[REQUIRED TASK 1]:
In the region labeling listing, change "white glove" to "leather glove" in the part that opens at the start of the listing and closes with the line containing "M204 90L201 88L199". Give that part again with everything else unchanged.

[DOCUMENT]:
I mentioned earlier that HAL, Ellie Arroway and Dilbert are the most commonly
quoted fictional characters. Ellie Arroway makes the list for two reasons:
she's modeled off of a real astronomer, Jill Tarter of the SETI Institute,
but her contribution to the scientific discussion is twofold: the first is
that she is often somewhat derisively mentioned regarding her use of
headphones listening to cosmos, but the other is far more seriously
considered for her wormhole transportation system.

Carl Sagan wanted to write a philosophical novel in "Contact," one that
discusses the nature of our existence in the absence of any God, the nature
of faith, and our intrinsic loneliness, thus he made his heroine an orphan,
symbolic of us all. But to do this he needed a mechanism to transport Ellie
across the galaxy at speeds much faster than the speed of light. Sagan called
Kip Thorne at CalTech, a good friend, and asked him to see if he could devise
a theoretically plausible mechanism for Ellie's transportation mechanism. By
that time that Sagan had asked, Thorne had already made himself famous for
accurately characterizing the properties of the accretion disc surrounding a
black hole, allowing black holes to be affirmatively recognized for the first
time.

[REQUIRED TASK 2]:
According to the passage about Ellie Arroway, what real astronomer was the character modeled on?

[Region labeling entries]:
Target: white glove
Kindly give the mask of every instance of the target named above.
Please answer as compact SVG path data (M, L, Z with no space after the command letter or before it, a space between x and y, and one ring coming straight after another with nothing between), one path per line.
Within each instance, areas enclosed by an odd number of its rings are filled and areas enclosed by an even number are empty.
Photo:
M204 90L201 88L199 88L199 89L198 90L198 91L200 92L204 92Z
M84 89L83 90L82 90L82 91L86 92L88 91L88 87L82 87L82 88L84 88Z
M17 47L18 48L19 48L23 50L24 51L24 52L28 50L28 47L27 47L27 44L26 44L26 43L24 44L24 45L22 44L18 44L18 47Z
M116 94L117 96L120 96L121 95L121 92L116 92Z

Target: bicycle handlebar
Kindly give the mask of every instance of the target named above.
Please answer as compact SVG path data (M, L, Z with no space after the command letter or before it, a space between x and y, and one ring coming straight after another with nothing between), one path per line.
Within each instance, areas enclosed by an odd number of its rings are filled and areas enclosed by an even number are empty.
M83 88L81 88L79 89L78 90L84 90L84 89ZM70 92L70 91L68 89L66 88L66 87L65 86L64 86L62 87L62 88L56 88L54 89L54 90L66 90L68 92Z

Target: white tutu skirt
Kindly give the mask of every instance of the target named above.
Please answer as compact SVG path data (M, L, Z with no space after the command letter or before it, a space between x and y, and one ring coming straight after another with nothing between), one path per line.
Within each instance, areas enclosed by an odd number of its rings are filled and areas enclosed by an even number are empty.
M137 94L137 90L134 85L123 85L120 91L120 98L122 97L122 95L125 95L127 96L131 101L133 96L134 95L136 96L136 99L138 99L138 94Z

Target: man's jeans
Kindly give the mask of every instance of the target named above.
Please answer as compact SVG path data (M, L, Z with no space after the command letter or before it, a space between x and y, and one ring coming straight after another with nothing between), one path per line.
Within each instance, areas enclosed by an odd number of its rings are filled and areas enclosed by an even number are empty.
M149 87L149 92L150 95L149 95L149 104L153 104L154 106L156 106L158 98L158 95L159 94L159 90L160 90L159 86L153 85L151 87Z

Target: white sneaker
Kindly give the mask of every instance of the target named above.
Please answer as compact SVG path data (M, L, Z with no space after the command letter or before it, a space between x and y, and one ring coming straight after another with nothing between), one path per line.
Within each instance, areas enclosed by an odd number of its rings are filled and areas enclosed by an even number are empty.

[RESULT 1]:
Target: leather glove
Kindly give the mask of every instance of the target named above.
Please answer as compact SVG path data (M, L, Z with no space after the command letter or before it, a space between x and y, and one ring coming straight after another with nothing between), one path per line.
Within each instance, areas enclosed by an odd number of its rings are filled and areas enclosed by an even number are empty.
Photo:
M204 90L201 88L199 88L199 89L198 90L198 91L200 92L204 92Z

[RESULT 2]:
Jill Tarter of the SETI Institute.